Given request: Put every one of the lines below into a Markdown table with two columns, Row and Line, numbering the rows in order and leaving out any blank lines.
* Start Data for the task *
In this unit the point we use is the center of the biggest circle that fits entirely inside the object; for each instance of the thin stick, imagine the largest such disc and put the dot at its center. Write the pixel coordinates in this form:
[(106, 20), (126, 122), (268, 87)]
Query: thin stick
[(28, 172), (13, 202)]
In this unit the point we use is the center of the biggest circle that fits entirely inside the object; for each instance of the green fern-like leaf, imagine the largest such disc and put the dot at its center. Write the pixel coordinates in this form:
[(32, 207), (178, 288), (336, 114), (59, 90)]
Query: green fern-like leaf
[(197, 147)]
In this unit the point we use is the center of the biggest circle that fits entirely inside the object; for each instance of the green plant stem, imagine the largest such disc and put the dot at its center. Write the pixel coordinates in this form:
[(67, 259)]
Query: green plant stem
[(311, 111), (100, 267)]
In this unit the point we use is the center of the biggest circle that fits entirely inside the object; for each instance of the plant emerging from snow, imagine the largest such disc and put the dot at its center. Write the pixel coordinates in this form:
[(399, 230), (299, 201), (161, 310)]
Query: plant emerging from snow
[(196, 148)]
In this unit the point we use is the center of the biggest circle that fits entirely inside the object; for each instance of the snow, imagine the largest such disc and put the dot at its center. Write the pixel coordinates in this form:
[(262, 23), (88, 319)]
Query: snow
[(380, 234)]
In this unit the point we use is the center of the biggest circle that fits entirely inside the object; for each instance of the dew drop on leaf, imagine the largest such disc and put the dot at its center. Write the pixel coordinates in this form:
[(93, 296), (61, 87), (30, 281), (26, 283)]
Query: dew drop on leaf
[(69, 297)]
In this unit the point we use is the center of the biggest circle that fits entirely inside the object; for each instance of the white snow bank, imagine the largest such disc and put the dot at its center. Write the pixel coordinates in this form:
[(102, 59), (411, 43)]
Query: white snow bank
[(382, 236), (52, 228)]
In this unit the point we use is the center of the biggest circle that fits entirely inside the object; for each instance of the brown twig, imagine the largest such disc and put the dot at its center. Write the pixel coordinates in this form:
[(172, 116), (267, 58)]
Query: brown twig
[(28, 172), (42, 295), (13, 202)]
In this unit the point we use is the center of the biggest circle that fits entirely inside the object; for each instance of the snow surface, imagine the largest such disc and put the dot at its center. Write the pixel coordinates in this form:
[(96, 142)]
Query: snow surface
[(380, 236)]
* End Data for the task *
Finished answer:
| Row | Line |
|---|---|
| 1 | In this unit the point we use is the center of the biggest circle that fits entirely inside the object; for each instance of the thin stick, imagine the largest such disc and put the dot at its center. Write the pixel coordinates in this form: |
| 2 | [(106, 20), (126, 122), (268, 87)] |
| 3 | Query: thin stick |
| 4 | [(28, 172), (13, 202)] |
| 5 | In this unit the point we use is the center of the biggest circle that fits entirely inside the object; for each instance of the green fern-like leaf, imagine the largest such disc and put the dot at its center. Write the pixel coordinates in this form: |
| 6 | [(32, 207), (178, 288), (336, 114), (59, 90)] |
| 7 | Query: green fern-like leaf |
| 8 | [(197, 147)] |
| 9 | In this unit the point we use is the center of the biggest circle that fits entirely inside the object; for each instance of the green plant stem, imagine the largest such disc and put the dot at its center. Write the pixel coordinates in this form: |
| 10 | [(67, 259)] |
| 11 | Query: green plant stem |
| 12 | [(311, 111), (100, 267)] |
| 13 | In this unit the point we use is the center of the biggest circle that fits entirely inside the object; for each instance of the plant emerging from snow, imagine the largest such disc and put the dot at its center. Write the pixel coordinates in this form: |
| 14 | [(399, 230), (299, 201), (161, 310)] |
| 15 | Query: plant emerging from snow |
| 16 | [(196, 148)] |
| 17 | In this unit the point we use is the center of the biggest circle that fits entirely inside the object; for each instance of the snow, imagine the largest such disc and put the dot at its center. Write the pixel coordinates in this form: |
| 18 | [(262, 23), (88, 319)] |
| 19 | Query: snow |
| 20 | [(380, 234)] |
| 21 | In this unit the point we use is the center of the biggest circle that fits entirely inside the object; for each instance of the dew drop on leaf, imagine the largest such disc and put the dot at its center. Write the pixel coordinates in this form: |
| 22 | [(93, 296), (61, 87), (30, 281), (26, 283)] |
| 23 | Query: dew drop on leaf |
| 24 | [(69, 297)] |
| 25 | In this unit the point we use is the center of the biggest circle that fits entirely inside the object; for each instance of the white snow bank, imagine the largest such disc and put the dot at its center. Write the pixel coordinates in this form: |
| 26 | [(102, 59), (411, 43)] |
| 27 | Query: white snow bank |
| 28 | [(382, 236), (52, 228)] |
| 29 | In this unit the point we use is the center of the biggest circle that fits entirely inside the object; for each instance of the brown twig, imagine the largest such disc and put the dot at its center. Write the pixel coordinates in this form: |
| 30 | [(172, 116), (267, 58)] |
| 31 | Query: brown twig |
| 32 | [(28, 172), (42, 295), (13, 202)] |
| 33 | In this unit the point we use is the center of the biggest circle that fits entirely inside the object; for each instance of the snow surface, imagine the largest such disc and put the dot at its center. Write the pixel coordinates in this form: |
| 34 | [(96, 142)] |
| 35 | Query: snow surface |
| 36 | [(380, 236)] |